Understanding the entourage effect is simple if you can imagine cannabinoids and terpenes as a platoon of military warriors, attacking the enemy through fire and maneuver. Except in this scenario, every fighter is a cannabinoid, equipped with Small arm terpenes, or crew served terpenes. Each trained personal armed with their weapon, moving in sync with tactical intent to accomplish the mission. Allow me to explain-
THC (Delta-9-Tetrahydrocannabinol—the most psychoactive cannabinoid) and CBD (cannabidiol—A non-psychoactive cannabinoid) are probably the most studied cannabinoids thus far. These cannabinoids are profuse in resin which are produced inside glandular structures. This part of the cannabis plant is called the trichome. The resin is also littered with Terpenes.
Terpenes principally deliver cannabis’s Flavor and Fragrance. Terpenes are there to help repel bugs and animals in nature and also have been attributed to having pharmacological properties, such as anti-microbial, anti-fungal, anti-viral, and anti-inflammatory to name a few.
Now say hello to the "entourage effect".

Information supplied →

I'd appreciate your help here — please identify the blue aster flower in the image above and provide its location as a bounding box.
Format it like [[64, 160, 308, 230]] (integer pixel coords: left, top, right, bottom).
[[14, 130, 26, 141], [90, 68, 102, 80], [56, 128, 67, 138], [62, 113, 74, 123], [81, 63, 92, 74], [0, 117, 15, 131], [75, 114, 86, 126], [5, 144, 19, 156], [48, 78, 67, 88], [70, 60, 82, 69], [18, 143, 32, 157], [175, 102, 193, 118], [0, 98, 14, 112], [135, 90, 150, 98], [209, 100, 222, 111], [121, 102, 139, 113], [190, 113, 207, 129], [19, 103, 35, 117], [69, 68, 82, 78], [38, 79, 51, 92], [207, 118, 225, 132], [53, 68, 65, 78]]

Set of tasks →
[a] Reproduce the portion of the entourage effect passage that starts with "Understanding the entourage" and goes on through "littered with Terpenes.".
[b] Continue the passage on cannabinoids, terpenes, and the entourage effect from the point at which it ends.

Answers per task →
[a]
Understanding the entourage effect is simple if you can imagine cannabinoids and terpenes as a platoon of military warriors, attacking the enemy through fire and maneuver. Except in this scenario, every fighter is a cannabinoid, equipped with Small arm terpenes, or crew served terpenes. Each trained personal armed with their weapon, moving in sync with tactical intent to accomplish the mission. Allow me to explain-
THC (Delta-9-Tetrahydrocannabinol—the most psychoactive cannabinoid) and CBD (cannabidiol—A non-psychoactive cannabinoid) are probably the most studied cannabinoids thus far. These cannabinoids are profuse in resin which are produced inside glandular structures. This part of the cannabis plant is called the trichome. The resin is also littered with Terpenes.

[b]
This is what certified smart people who study this outstanding plant and the effects on our bodies (I.E. Dr Ethan Russo) call when cannabinoids and terpenes work together to increase therapeutic benefits of the plant’s individual components. Meaning a whole plant profile, terpenes and cannabinoids boost the impact of cannabis. Can you now picture cannabinoids and terpenes as a platoon of military warriors, attacking the enemy (ailments) through fire and maneuver (phytonutrients)?
So, when speaking about the effect of cannabis, a full terpene/cannabinoid profile should be considered rather than just a brand or potency. And that brings me to this point: CBD is good but is better with some terpene friends. Cannabinoids from hemp, and the terpenes from Lemon Grass, or Eucalyptus plant can aid with ease and comfort amongst a host of other things.